#### Try it
Transcribe all the lines below exactly. Omit the pictures.

#### Dataset entries
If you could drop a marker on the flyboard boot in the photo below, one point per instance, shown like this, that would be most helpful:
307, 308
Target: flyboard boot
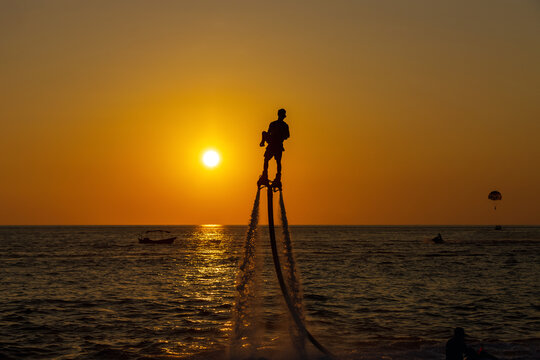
263, 180
276, 184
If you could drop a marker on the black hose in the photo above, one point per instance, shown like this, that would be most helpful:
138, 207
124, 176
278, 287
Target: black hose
284, 290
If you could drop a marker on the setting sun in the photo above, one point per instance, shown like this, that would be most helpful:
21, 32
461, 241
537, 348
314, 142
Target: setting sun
211, 158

#### Written solution
If you could drop a marker on the flyboard boot in the photo below, one point per instance, shown like this, that would be most helpful:
307, 308
Target: flyboard boot
263, 180
276, 184
If you could drop a marker on the black hose in the photo above, one point per instance, shown like this, that would be most helpful:
138, 207
124, 176
278, 287
Target: black hose
284, 290
If you could drop a marker on the setting sun in the photo above, one point per instance, shown like this, that would be most helpful:
21, 32
461, 241
537, 348
314, 142
Target: setting sun
211, 158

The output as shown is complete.